I was able to prove this proposition. However, the difficulty begins for me in the ensuing paragraph:

"The sum $f+g$ of two measurable extended real-valued functions $f$ and $g$ is not properly defined at points at which $f$ and $g$ take infinite values of opposite sign. Assume $f$ and $g$ are finite a.e. on $E$. Define $E_0$ to be the set of points in $E$ at which both $f$ and $g$ are finite."

OK, I'm good so far. Understand that completely. Continuing with the paragraph ...

"If the restriction of $f+g$ to $E_0$ is measurable, then, by the preceding proposition, any extension of $f+g$, as an extended real-valued function, to all of $E$ is also measurable."

I am in trouble with the last statement, as $f+g$ might not be defined on $E\backslash E_0$.

Then Royden continues with Theorem 6: Let $f$ and $g$ be measurable functionis on $E$ that are finite a.e. on $E$. Then $f+g$ is measurable on $E$.

The first line of the proof is as follows:

Proof: By the above remarks, we may assume $f$ and $g$ are finite on all of $E$.

This last line just blows me away. I don't get it.

■ DATA LINES ■
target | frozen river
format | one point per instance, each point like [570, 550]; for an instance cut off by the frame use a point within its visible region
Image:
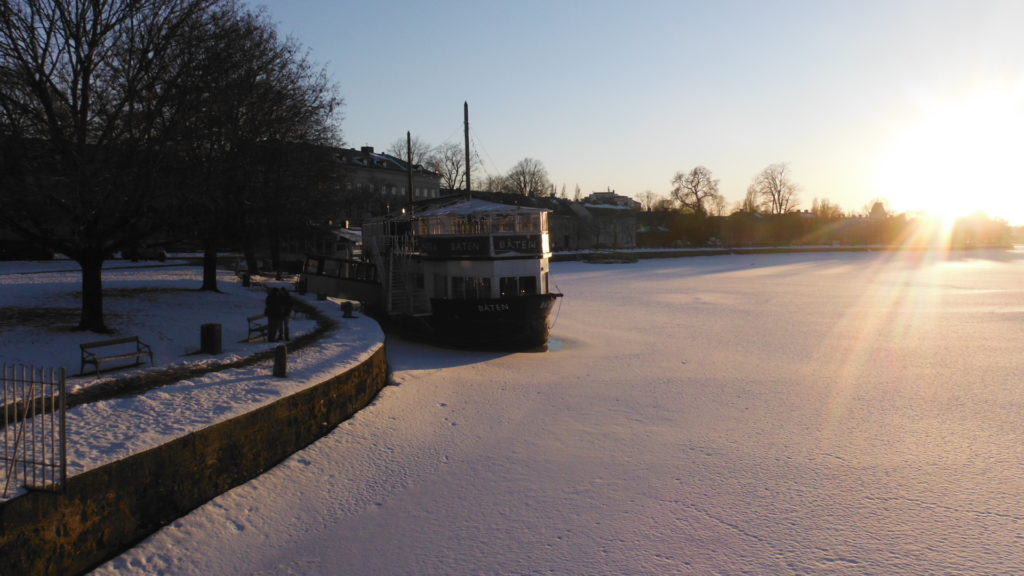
[837, 413]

■ EXERCISE REQUIREMENTS ■
Resume the forum post on the measurability of a sum of two functions, beginning directly after its final sentence. The data were taken from a separate source.

■ THE RESULT ■
Any thoughts that might be helpful?

Possible Solution

I want to thank folks for their suggestions. I'd like to post a possible interpretation that will help solve my difficulties. Please let me know if I am finally thinking properly.

We start by letting $f$ and $g$ be measureable functions on $E$ that are finite a.e. on $E$. Let $E_0$ be the set of points in $E$ at which both $f$ and $g$ are finite. Thus, $m^*(E_0)=0$ and that makes $E_0$ a measurable set. Because both $f$ and $g$ are measurable functions on $E$, that make $E$ a measurable set. Because the set of measurable sets is a $\sigma$-algebra, $E-E_0=E\cap E_0^C$ is also a measurable set. I will now define two new functions, extensions of the given $f$ and $g$ to all of the set $E$.

$$f^*(x)=\begin{cases} f(x), & \text{if $x\in E_0$}\\ 0, & \text{otherwise} \end{cases}$$

And:

$$g^*(x)=\begin{cases} g(x), & \text{if $x\in E_0$}\\ 0, & \text{otherwise} \end{cases}$$

The first thing to note is that $f=f^*$ a.e. on $E$, so $f^*$ is measurable on $E$. The second thing to note is that $g=g^*$ a.e. on $E$, so $g^*$ is measurable on $E$. This is by part (1) of the opening proposition above.

Next, both $f^*$ and $g^*$ are finite on all of $E$. Now, suppose that I succeed in showing that $f^*+g^*$ is measurable on $E$. The next thing to note is that $f+g$=$f^*+g^*$ almost everywhere on $E$. Again, by part (1) of the opening proposition above, $f+g$ is measurable on $E$.

I think I have it. Am I correct in my thinking?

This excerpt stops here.